● **YOUR GOAL**
Convert the entries, from the start through the line containing "202 12 L 202", into a two-column CSV with the header row instruction,outline. Give one row per entry, holding its text and its answer, each in a single quoted field with line breaks replaced by spaces.

● **RECORDS FOR PROCESSING**
────────

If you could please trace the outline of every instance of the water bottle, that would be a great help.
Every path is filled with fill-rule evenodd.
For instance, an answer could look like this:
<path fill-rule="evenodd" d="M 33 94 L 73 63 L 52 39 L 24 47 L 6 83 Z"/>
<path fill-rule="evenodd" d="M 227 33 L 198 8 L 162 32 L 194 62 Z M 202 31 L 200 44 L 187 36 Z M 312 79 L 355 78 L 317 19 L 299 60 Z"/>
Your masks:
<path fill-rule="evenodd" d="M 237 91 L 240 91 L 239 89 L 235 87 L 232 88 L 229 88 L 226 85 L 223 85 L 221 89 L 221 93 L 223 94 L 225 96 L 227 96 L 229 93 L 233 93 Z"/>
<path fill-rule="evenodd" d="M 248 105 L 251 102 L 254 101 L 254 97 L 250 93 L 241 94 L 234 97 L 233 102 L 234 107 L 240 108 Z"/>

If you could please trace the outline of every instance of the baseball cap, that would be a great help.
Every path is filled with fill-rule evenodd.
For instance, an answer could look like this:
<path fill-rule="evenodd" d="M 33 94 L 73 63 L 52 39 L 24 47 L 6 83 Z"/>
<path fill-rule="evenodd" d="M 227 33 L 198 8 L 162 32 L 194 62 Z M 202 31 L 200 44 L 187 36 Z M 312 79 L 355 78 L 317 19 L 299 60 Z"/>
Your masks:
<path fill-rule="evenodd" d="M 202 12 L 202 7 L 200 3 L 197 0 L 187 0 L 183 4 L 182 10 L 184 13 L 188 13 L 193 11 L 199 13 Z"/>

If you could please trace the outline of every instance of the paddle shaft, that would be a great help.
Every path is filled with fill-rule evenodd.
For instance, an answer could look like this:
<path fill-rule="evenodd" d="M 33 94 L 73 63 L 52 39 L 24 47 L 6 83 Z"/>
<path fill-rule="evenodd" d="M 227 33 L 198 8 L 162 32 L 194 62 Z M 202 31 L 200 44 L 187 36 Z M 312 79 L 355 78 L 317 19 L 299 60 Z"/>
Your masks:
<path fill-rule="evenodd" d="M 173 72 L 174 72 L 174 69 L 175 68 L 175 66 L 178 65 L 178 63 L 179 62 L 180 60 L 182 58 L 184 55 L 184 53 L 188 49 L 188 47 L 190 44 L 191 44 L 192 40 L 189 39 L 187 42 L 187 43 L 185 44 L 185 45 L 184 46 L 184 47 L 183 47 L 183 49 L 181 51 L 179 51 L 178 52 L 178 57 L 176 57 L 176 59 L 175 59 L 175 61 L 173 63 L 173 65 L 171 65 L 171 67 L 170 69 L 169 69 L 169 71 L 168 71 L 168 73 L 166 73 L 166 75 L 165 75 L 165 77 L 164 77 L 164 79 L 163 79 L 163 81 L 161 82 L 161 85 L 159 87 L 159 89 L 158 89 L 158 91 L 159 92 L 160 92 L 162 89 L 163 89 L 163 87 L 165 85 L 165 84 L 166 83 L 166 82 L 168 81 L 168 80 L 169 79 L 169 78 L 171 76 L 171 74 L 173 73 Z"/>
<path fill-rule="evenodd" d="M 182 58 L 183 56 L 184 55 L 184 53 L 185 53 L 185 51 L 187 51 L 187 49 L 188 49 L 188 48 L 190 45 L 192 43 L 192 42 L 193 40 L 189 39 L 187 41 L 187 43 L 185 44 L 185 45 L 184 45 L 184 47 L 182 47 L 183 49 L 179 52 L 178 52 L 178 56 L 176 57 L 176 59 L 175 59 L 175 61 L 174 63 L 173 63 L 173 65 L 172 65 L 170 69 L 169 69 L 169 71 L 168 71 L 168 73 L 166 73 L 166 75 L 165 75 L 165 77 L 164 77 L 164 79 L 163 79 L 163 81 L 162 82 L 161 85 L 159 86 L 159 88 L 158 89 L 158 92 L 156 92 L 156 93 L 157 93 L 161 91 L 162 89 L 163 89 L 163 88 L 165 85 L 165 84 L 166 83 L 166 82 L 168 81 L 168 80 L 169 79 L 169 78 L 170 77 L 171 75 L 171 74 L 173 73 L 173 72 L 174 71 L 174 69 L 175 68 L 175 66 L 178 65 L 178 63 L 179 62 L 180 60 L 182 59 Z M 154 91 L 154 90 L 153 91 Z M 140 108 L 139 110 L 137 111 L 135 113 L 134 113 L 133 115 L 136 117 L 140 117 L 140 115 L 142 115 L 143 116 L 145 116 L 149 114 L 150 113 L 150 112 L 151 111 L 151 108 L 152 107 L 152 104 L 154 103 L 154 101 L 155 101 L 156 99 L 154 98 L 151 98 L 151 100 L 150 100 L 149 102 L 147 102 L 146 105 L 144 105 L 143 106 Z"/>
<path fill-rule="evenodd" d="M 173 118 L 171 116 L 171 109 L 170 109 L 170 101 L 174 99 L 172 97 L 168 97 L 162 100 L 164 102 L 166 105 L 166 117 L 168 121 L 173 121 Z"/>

────────

● **TASK RESPONSE**
instruction,outline
"If you could please trace the outline of every instance of the water bottle, that would be a great help. Every path is filled with fill-rule evenodd. For instance, an answer could look like this: <path fill-rule=""evenodd"" d=""M 33 94 L 73 63 L 52 39 L 24 47 L 6 83 Z""/> <path fill-rule=""evenodd"" d=""M 227 33 L 198 8 L 162 32 L 194 62 Z M 202 31 L 200 44 L 187 36 Z M 312 79 L 355 78 L 317 19 L 299 60 Z""/> Your masks:","<path fill-rule=""evenodd"" d=""M 237 91 L 240 91 L 239 89 L 235 87 L 232 88 L 229 88 L 226 85 L 223 85 L 221 89 L 221 93 L 223 94 L 225 96 L 227 96 L 229 93 L 233 93 Z""/> <path fill-rule=""evenodd"" d=""M 248 105 L 251 102 L 254 101 L 254 97 L 250 93 L 241 94 L 234 97 L 233 102 L 234 107 L 240 108 Z""/>"
"If you could please trace the outline of every instance of the baseball cap, that would be a great help. Every path is filled with fill-rule evenodd. For instance, an answer could look like this: <path fill-rule=""evenodd"" d=""M 33 94 L 73 63 L 52 39 L 24 47 L 6 83 Z""/> <path fill-rule=""evenodd"" d=""M 227 33 L 198 8 L 162 32 L 194 62 Z M 202 31 L 200 44 L 187 36 Z M 312 79 L 355 78 L 317 19 L 299 60 Z""/> Your masks:","<path fill-rule=""evenodd"" d=""M 202 12 L 202 7 L 200 3 L 197 0 L 187 0 L 183 4 L 182 10 L 184 13 L 188 13 L 193 11 L 199 13 Z""/>"